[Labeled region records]

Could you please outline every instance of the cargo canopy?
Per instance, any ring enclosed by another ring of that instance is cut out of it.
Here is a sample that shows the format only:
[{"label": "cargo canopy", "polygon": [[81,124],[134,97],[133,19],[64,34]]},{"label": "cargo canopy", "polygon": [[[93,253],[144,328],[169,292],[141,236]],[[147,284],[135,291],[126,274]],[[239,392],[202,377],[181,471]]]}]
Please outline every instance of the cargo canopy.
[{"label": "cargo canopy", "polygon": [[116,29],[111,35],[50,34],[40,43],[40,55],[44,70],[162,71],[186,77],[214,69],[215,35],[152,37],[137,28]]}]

• What you need to do
Rename "instance" to "occurrence" everywhere in the material and give all of it back with nothing else changed.

• Result of this exercise
Could you please outline every occurrence of the cargo canopy?
Per occurrence, any ring enclosed by another ring of that occurrence is cut out of it.
Here is a sample that shows the format only:
[{"label": "cargo canopy", "polygon": [[81,124],[134,97],[133,19],[64,34]]},{"label": "cargo canopy", "polygon": [[[93,253],[144,328],[169,292],[141,236]],[[147,284],[135,291],[126,274]],[[239,392],[202,377],[181,471]]]}]
Please outline every occurrence of the cargo canopy.
[{"label": "cargo canopy", "polygon": [[116,29],[111,35],[50,34],[40,43],[40,55],[44,70],[162,71],[186,77],[214,69],[215,35],[152,37],[137,28]]}]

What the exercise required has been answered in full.